- **INSTRUCTIONS FOR THE TASK**
Without any pictures, output the records exactly as they are.

Stored data entries
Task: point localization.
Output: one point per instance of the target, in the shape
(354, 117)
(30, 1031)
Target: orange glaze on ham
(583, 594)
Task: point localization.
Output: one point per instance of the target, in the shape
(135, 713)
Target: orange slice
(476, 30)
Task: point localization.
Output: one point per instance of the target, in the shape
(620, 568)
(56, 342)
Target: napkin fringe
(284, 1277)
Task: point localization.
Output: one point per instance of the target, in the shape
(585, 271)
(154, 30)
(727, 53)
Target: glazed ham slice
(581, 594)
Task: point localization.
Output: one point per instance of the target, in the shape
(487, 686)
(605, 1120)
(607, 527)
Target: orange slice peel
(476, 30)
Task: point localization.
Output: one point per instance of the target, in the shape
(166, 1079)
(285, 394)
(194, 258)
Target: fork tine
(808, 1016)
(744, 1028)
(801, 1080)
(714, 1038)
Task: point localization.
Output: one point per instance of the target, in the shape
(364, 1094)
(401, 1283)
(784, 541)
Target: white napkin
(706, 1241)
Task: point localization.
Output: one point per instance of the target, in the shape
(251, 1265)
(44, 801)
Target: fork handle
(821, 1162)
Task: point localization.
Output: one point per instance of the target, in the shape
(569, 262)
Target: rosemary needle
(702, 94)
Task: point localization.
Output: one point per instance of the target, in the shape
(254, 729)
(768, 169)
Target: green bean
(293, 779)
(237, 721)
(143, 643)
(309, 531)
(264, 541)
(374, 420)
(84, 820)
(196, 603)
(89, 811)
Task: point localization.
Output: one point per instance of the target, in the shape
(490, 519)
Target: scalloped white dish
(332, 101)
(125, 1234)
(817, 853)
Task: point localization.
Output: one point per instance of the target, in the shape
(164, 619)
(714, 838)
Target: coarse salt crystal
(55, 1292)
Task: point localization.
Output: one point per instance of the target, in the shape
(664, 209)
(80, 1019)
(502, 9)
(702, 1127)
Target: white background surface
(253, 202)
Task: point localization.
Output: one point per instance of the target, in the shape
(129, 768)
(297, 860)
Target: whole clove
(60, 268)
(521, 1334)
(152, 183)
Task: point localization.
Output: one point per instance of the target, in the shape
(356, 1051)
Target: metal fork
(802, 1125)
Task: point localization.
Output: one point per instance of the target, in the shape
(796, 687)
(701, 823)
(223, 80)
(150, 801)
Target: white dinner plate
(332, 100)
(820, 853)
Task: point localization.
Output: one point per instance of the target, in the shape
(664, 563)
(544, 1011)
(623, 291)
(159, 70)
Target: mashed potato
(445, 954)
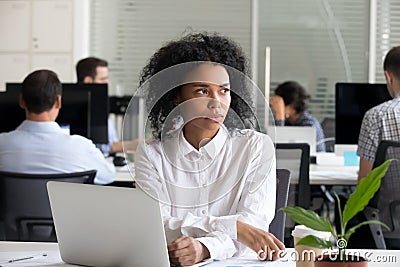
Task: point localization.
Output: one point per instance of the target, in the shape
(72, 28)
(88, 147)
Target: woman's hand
(278, 107)
(187, 251)
(265, 244)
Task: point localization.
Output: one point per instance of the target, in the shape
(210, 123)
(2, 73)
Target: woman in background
(290, 104)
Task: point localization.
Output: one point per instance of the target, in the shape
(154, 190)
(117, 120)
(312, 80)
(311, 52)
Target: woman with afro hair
(212, 172)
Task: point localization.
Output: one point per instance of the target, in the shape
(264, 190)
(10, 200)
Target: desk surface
(10, 250)
(319, 174)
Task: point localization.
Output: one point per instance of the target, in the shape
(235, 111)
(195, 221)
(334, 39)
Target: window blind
(387, 33)
(128, 32)
(317, 43)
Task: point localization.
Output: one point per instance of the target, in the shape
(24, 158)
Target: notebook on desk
(107, 226)
(294, 134)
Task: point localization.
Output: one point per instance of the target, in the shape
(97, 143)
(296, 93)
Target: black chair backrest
(277, 226)
(296, 158)
(387, 199)
(25, 213)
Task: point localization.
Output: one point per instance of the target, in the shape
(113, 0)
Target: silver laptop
(107, 226)
(294, 134)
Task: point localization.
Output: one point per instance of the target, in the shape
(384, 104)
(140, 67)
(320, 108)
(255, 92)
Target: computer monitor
(352, 101)
(84, 109)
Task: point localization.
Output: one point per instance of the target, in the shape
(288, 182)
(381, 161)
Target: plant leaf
(354, 228)
(309, 219)
(365, 190)
(314, 241)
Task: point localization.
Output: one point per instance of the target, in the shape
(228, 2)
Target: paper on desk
(52, 258)
(332, 174)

- **ANSWER TO THE EXERCISE**
Task: point localization.
Output: one point per instance of the target, in the shape
(354, 117)
(30, 1031)
Target: orange glaze on ham
(583, 594)
Task: point localization.
Output: one point per instance of the target, in the shape
(135, 713)
Target: orange slice
(476, 30)
Task: point localization.
Output: one point per instance of the target, in the shape
(620, 568)
(56, 342)
Target: napkin fringe
(284, 1277)
Task: point localization.
Output: one point per instance of the target, in the shape
(585, 271)
(154, 30)
(727, 53)
Target: glazed ham slice
(581, 594)
Task: point localization.
Output: one point per instance of the target, in the shape
(487, 686)
(605, 1120)
(607, 527)
Target: orange slice peel
(476, 30)
Task: point localization.
Output: one point per instance of the target, in the shape
(166, 1079)
(285, 394)
(194, 258)
Target: fork tine
(808, 1016)
(744, 1028)
(801, 1080)
(714, 1038)
Task: point localization.
Output: one point per instance of the target, in the shape
(364, 1094)
(401, 1283)
(784, 541)
Target: white napkin
(706, 1241)
Task: point localization.
Output: one point per instance of the target, in the shape
(251, 1265)
(44, 801)
Target: fork handle
(821, 1162)
Task: point localization.
Output: one point per instance of the target, in the shape
(569, 262)
Target: rosemary needle
(702, 94)
Task: point localization.
Output: one point per instance of the target, in the shape
(254, 729)
(768, 169)
Target: green bean
(293, 779)
(237, 721)
(143, 643)
(309, 531)
(264, 541)
(374, 420)
(84, 820)
(196, 603)
(89, 811)
Task: point localization.
Output: one point per instance of the target, in the shape
(490, 519)
Target: scalloped white dish
(332, 101)
(125, 1234)
(817, 853)
Task: point localization.
Output: one point per instance of the target, in the shape
(164, 619)
(714, 838)
Target: coarse salt crystal
(55, 1292)
Task: point localization.
Output: one point per instance of the target, in the shape
(664, 209)
(80, 1019)
(502, 9)
(702, 1127)
Target: white background surface
(253, 202)
Task: point localization.
Output: one point per instance of the target, in the shape
(129, 768)
(297, 860)
Target: whole clove
(60, 268)
(521, 1334)
(152, 183)
Task: point localization.
Output: one point per instance of the target, in the shape
(356, 1051)
Target: metal fork
(802, 1125)
Task: point localization.
Output: one point per instance of the target, in the shape
(796, 687)
(701, 823)
(223, 80)
(150, 801)
Target: white dinner plate
(332, 100)
(820, 853)
Task: point localization.
Output: one point per instance of the target, in the shape
(664, 563)
(544, 1011)
(623, 291)
(159, 70)
Target: mashed potato
(445, 954)
Task: point localization.
Output: one point per instance of the target, in the shape
(72, 28)
(88, 147)
Target: woman's hand
(278, 107)
(187, 251)
(265, 244)
Task: point localization.
Output: one point per instance of the target, in the shape
(210, 123)
(2, 73)
Target: woman in background
(290, 104)
Task: point localization.
Output: one point per instance of the target, in the shape
(154, 190)
(117, 120)
(312, 80)
(311, 52)
Target: woman with afro hair
(212, 172)
Task: point localization.
Output: one point per instance of the target, in the shape
(264, 190)
(10, 200)
Target: desk surface
(10, 250)
(319, 174)
Task: point localization.
Output: one point per instance of the target, in the shape
(235, 111)
(195, 221)
(334, 39)
Target: window blind
(387, 33)
(128, 32)
(317, 43)
Task: point localization.
Output: one point per instance of the target, in the shape
(24, 158)
Target: notebook on desk
(107, 226)
(294, 134)
Task: point localization.
Output: one point per instance of the target, in the shape
(97, 143)
(296, 93)
Target: black chair backrest
(277, 226)
(296, 158)
(387, 199)
(25, 213)
Task: point localization.
Output: one point per instance of the target, in the shape
(113, 0)
Target: silver laptop
(107, 226)
(294, 134)
Task: point localization.
Output: one point per instance of the target, in the shape
(384, 104)
(140, 67)
(320, 108)
(255, 92)
Target: computer monitor
(352, 101)
(84, 109)
Task: point localization.
Output: one point per instance of the target, in the shape
(288, 182)
(381, 161)
Target: plant leaf
(354, 228)
(309, 219)
(365, 190)
(314, 241)
Task: point localization.
Output: one point per instance of the target, in the shape
(228, 2)
Target: paper on desk
(52, 258)
(332, 174)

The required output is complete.